-------- RECORDS PROVIDED --------

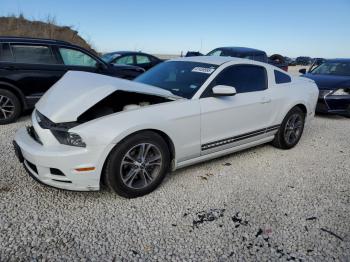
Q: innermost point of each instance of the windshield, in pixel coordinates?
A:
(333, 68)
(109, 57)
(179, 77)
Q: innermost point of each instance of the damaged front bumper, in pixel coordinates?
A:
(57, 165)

--------
-------- RECORDS PROVIDED --------

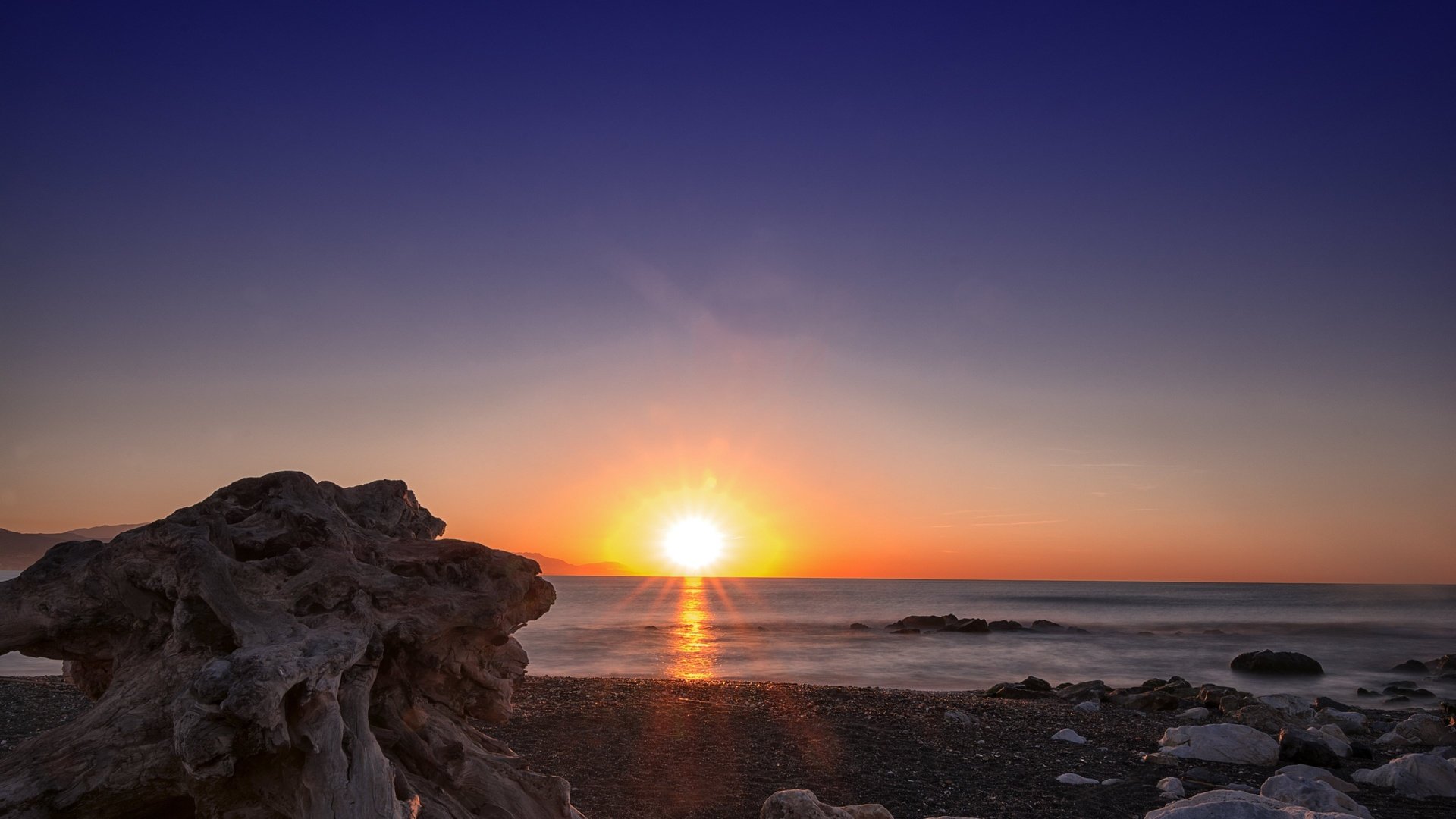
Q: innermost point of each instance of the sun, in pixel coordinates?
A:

--------
-------- RECORDS PROVIDED --------

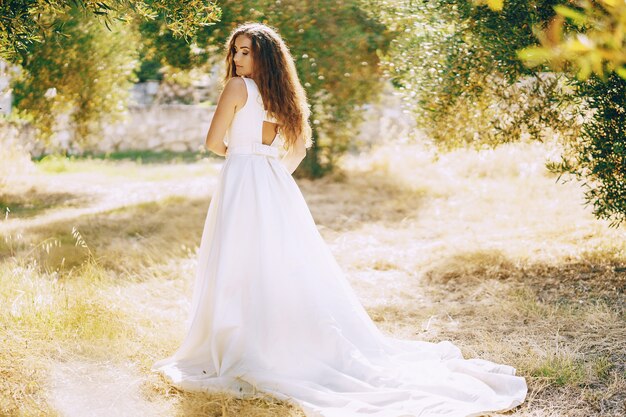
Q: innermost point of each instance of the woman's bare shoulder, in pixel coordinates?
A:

--------

WORK REQUEST:
Copy each line in the entries above where "point" turns up.

ANSWER AREA:
Q: innermost point of each instance of the windshield, in pixel coordinates?
Q: innermost point of each instance of the damaged front bumper, in pixel coordinates?
Q: innermost point of each instance of the sun, in pixel coordinates?
Q: innermost point of each instance of the woman's bare shoulder, in pixel coordinates?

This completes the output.